◆ Objective A
Decide whether each statement below agrees with the post about reading. For each one, answer yes or no and quote the words of the post that decide it.
(i) The lady reading in the coffee shop wore a sleeveless dress.
(ii) The meeting took place inside the office.
(iii) The teacher took away the textbook that A.A. was using to hide his library book.
◆ Objective B
Answer these questions from the post about reading.
(i) How long had the meeting been running?
(ii) Where did A.A. get the non-school book he read in class?
(iii) According to the post, what did college students of the writer's time use instead of search engines?
◆ Objective C
List every older thing that the post about reading says was still used in place of a newer alternative. Give each one with the alternative it is set against.

◆ Source passage
▼

Wednesday, May 9, 2012
Page Turning
A lady opens her book. She is clear-skinned, white but not pale, glossy, maintained and moisturized. Her sleeveless beige dress runs straight from a flat chest, uninterrupted by a flat stomach on to her ankles, the fabric soft enough to ripple with the hot, noon breeze. Her hair is in a sensible bun. Her eyes were wide and animated.
We were in an out-of-office meeting that we had offsite, in a popular coffee shop. The meeting has been running for over two hours: tedious, loud, and repetitive. The lady’s book was a best seller, and she’s been reading for all the two hours we were having our meeting.
More minutes roll into the meeting’s mind-numbing babble, and I spot the lady spontaneously and unembarrassedly weeping. She held the book between her thumb and the rest of her fingers, and kept crying. She does not pause. She does not take time to recover. She turns the page, and keeps reading.
***
I must have been seven or eight years old. We were in class, and I remember the white light coming through the huge windows dousing itself from the corridors into our classroom. It must have been a pretty boring class, and one of my classmates must have been sowing the seeds of what perhaps is, independent thinking.
My classmate was A.A. - big-bellied and sloppy but way smarter than anyone would have thought he looked.
During class, he was reading a non-school book he borrowed from the library. He hid it on between the textbook for our Grade 2 or Grade 3 class. He held the ends of the textbook with his left and right hand, but the library book was tucked in between. I wish I could remember what that other book was – I would have read it, if only for the risk he took.
The teacher eventually noticed. The teacher removed the decoy textbook and revealed, to both the surprise and delight of the entire class, that A.A. was reading was something else and deliberately hiding it. He looked interrupted, but did not look embarrassed.
He got caught. I remember my classmate and think of him proudly.
***
The College kids of my time must have read and conversed more often. Therefore, we must have lived more. We must have been among the last few who didn’t completely rely on the internet. It was still SMS over social media, journals or print instead of blogs, network games over online games, libraries over search engines. It existed then and we adopted it, but we must not have been as reliant. When we become reliant on technology, a necessary persistence towards knowledge is lost.
Whenever you are looking for your next book to buy nowadays, you go to amazon.com for the reviews or look at the commentary from virtual libraries.

▲

◆ Material provided
▼

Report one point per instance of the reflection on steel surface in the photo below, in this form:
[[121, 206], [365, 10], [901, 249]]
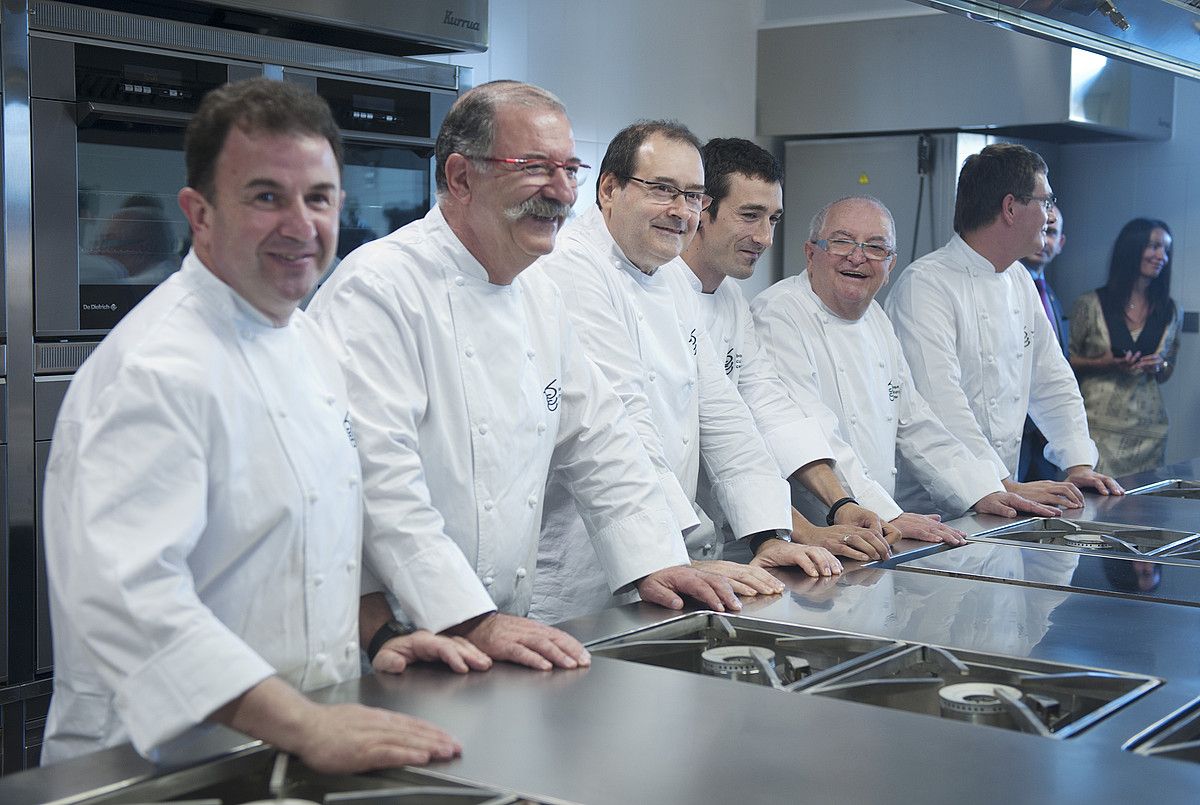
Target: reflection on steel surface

▲

◆ Exercise solution A
(i) Yes: "Her sleeveless beige dress runs straight from a flat chest"
(ii) No: "We were in an out-of-office meeting that we had offsite, in a popular coffee shop."
(iii) Yes: "The teacher removed the decoy textbook"

◆ Exercise solution B
(i) Over two hours.
(ii) From the library.
(iii) Libraries.

◆ Exercise solution C
- SMS, over social media
- Journals or print, instead of blogs
- Network games, over online games
- Libraries, over search engines